→ **Written instruction a**: Collect every line of the records that contains the string "item".
*** Extract to read ***
Baked Spinach Ravioli with Pesto Cream Sauce

Enjoy a delightful evening with Baked Spinach Ravioli. Cook the ravioli, bake it with cheeses, and drizzle with a quick Pesto Cream Sauce. Ready in just 55 minutes, this Italian-inspired dish promises both comfort and exceptional flavor.
Prep Time 20 minutes
Cook Time 30 minutes
Resting Time 5 minutes
Total Time 55 minutes
Course Main Course
Cuisine Italian
Servings 4 servings
Calories 600 kcal

Equipment

  • Large pot for boiling water
  • Baking Dish
  • Saucepan
  • Whisk
  • Mixing bowls

Ingredients
  

For the Baked Spinach Ravioli:

  • 1 pound spinach and ricotta ravioli
  • 1 tablespoon olive oil
  • 1 cup shredded mozzarella cheese
  • ¼ cup grated Parmesan cheese
  • Salt and pepper to taste
  • Fresh basil for garnish

For the Pesto Cream Sauce:

  • 1 cup fresh basil leaves
  • ½ cup pine nuts
  • 2 cloves garlic minced
  • ½ cup grated Parmesan cheese
  • ½ cup extra virgin olive oil
  • ½ cup heavy cream
  • Salt and pepper to taste

Instructions
 

  • Preheat the oven: Preheat your oven to 375°F (190°C).
  • Cook the Ravioli: Bring a large pot of salted water to a boil. Cook the spinach and ricotta ravioli according to package instructions. Drain and set aside.
***
→ **Written instruction b**: In the ravioli recipe, what temperature is the oven preheated to?
*** Records for processing ***
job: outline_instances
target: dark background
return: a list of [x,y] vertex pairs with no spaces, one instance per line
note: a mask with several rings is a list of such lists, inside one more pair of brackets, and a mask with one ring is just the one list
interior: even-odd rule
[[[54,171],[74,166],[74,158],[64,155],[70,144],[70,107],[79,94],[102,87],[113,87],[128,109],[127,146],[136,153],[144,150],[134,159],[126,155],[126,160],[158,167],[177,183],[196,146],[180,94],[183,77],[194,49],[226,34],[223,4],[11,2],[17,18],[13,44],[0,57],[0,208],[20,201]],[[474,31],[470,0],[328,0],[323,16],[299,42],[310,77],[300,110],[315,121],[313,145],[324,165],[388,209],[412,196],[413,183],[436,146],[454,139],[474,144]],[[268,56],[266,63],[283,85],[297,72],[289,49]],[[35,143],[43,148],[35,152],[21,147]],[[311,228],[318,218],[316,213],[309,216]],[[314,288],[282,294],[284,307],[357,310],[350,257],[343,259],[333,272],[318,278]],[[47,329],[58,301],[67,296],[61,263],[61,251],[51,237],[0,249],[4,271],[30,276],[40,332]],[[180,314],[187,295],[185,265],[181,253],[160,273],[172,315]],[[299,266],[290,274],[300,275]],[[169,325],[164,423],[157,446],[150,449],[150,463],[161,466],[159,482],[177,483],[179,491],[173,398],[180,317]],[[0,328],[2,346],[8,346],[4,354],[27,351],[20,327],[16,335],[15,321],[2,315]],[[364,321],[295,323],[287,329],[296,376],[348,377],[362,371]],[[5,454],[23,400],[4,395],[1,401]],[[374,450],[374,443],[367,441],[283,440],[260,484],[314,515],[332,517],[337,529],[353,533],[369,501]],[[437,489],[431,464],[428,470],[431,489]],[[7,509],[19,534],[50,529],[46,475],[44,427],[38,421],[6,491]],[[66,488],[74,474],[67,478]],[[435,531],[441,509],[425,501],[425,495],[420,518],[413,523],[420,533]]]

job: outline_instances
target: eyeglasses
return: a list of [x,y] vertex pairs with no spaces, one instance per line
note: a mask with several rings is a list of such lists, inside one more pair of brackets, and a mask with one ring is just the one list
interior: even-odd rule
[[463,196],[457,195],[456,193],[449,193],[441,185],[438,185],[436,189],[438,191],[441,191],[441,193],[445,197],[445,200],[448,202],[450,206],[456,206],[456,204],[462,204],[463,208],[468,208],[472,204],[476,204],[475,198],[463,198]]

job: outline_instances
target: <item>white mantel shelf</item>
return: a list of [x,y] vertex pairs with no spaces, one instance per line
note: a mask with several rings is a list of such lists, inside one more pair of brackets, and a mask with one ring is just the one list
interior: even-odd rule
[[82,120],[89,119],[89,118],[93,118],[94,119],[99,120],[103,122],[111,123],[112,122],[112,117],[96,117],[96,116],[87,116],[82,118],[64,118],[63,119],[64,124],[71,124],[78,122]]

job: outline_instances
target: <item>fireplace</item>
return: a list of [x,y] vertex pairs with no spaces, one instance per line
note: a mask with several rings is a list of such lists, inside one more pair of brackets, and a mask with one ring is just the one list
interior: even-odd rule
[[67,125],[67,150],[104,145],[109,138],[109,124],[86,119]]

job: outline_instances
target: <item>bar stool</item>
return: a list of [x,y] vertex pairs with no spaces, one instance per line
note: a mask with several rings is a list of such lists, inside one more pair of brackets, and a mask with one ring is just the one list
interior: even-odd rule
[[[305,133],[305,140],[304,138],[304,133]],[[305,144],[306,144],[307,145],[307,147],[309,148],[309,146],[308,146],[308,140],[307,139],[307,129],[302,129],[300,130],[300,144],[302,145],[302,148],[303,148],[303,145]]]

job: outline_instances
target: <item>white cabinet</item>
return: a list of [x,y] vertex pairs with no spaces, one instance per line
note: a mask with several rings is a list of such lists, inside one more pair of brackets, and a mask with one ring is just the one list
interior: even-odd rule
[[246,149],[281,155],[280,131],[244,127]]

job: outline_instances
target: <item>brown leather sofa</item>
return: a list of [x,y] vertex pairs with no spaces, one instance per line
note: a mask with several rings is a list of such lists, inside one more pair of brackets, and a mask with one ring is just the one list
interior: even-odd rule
***
→ **Written response a**:
target: <item>white mantel shelf</item>
target: <item>fireplace</item>
target: <item>bar stool</item>
target: <item>white cabinet</item>
target: <item>brown leather sofa</item>

→ **Written response b**: 375°F (190°C)